__WHAT YOU NEED TO DO__: The answer must be the full listing, reproduced word for word.

__TASK DATA__:
-=-=-

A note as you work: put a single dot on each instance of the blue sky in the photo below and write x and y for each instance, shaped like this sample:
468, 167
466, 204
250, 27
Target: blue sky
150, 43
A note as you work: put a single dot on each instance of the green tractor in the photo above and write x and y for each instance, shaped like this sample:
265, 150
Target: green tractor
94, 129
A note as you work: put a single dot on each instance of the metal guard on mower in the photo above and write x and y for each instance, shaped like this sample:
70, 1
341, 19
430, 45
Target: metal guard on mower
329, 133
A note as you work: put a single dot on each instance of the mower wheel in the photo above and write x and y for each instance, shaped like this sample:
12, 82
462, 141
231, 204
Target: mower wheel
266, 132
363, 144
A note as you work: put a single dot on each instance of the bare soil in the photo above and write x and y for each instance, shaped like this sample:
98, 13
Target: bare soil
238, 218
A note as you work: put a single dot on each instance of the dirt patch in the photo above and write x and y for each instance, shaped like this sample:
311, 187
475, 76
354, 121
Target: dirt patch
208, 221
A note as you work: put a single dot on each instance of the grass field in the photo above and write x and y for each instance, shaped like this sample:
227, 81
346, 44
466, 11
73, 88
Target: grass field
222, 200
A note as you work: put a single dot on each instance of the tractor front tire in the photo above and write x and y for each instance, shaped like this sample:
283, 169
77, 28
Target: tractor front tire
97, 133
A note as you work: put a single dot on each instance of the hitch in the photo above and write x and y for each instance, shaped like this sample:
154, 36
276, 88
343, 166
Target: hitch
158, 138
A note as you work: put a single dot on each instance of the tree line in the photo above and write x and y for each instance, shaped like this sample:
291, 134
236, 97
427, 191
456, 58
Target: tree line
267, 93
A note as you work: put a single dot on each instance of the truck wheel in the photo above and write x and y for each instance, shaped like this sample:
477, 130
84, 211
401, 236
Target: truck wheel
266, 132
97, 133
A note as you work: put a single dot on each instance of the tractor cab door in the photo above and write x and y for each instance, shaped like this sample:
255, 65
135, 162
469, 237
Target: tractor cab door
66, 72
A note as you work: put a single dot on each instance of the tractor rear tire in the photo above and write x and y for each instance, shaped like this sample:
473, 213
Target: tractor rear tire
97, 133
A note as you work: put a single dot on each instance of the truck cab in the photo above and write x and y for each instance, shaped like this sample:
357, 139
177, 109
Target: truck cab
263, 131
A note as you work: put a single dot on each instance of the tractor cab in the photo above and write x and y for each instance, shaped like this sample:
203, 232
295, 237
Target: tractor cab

-=-=-

__REPLY__:
A note as you work: put a single dot on each instance of the blue sky in the photo below and write x and y for each instance, shaped like this sample:
468, 167
466, 204
250, 27
Target: blue sky
150, 43
A note as you work: put a single dot on each instance of the green tractor in the photo above and write x and y for each instance, shaped like this sample:
265, 150
Target: green tractor
94, 129
A note as you work: put a single dot on each instance of the metal guard on mower in the photo above and write x and y for each instance, shaped like this sample:
70, 1
341, 19
430, 45
Target: metal guard on mower
329, 133
A note as you work: put a single dot on each instance of the mower wheel in the photo above and write x and y for each instance, shaped like this sample:
12, 82
462, 141
231, 204
Target: mower wheel
266, 132
363, 144
A note as you work: put a single dot on each instance of the bare soil in the photo above and write x and y for each instance, shaped like this sample:
98, 13
Target: bare soil
238, 218
A note as you work: put a single dot on each instance of the dirt patch in the photo above and write x and y for each instance, shaped like this sample:
311, 187
475, 76
354, 121
Target: dirt patch
208, 221
A note as you work: put a single dot on each instance of the grass field in the photo above and write x and y for each instance, shaped like this sample:
227, 81
346, 44
466, 11
73, 88
Target: grass field
222, 200
A note as you work: put a single dot on each instance of the tractor front tire in the photo above and write x and y for each instance, shaped like this sample:
283, 169
77, 28
Target: tractor front tire
97, 133
A note as you work: put a single dot on each instance of the hitch in the photo above and write x and y for each instance, shaped like this sample:
154, 36
276, 88
343, 166
Target: hitch
158, 138
A note as you work: put a single dot on each instance of the tree line in the photo above and write x and y for each instance, shaped like this sample:
291, 134
236, 97
427, 191
456, 58
Target: tree line
267, 93
A note as you work: put a single dot on each instance of the truck wheel in the photo above and write x and y for each instance, shaped like this sample:
477, 130
84, 211
401, 236
Target: truck wheel
266, 132
97, 133
A note as you work: put a single dot on each instance of the tractor cab door in the photo above and write x and y for each instance, shaped like this sample:
255, 65
135, 162
469, 237
Target: tractor cab door
66, 72
A note as you work: put a single dot on each instance of the tractor rear tire in the photo above and write x and y for each instance, shaped like this sample:
473, 213
Target: tractor rear tire
97, 133
A note as you work: put a single dot on each instance of the truck cab in the photo above and write x and y for each instance, shaped like this sample:
357, 139
177, 109
Target: truck cab
263, 131
A note as you work: put a single dot on each instance of the tractor cab in the photo above and write x and y for each instance, shaped like this sample:
203, 232
295, 237
Target: tractor cab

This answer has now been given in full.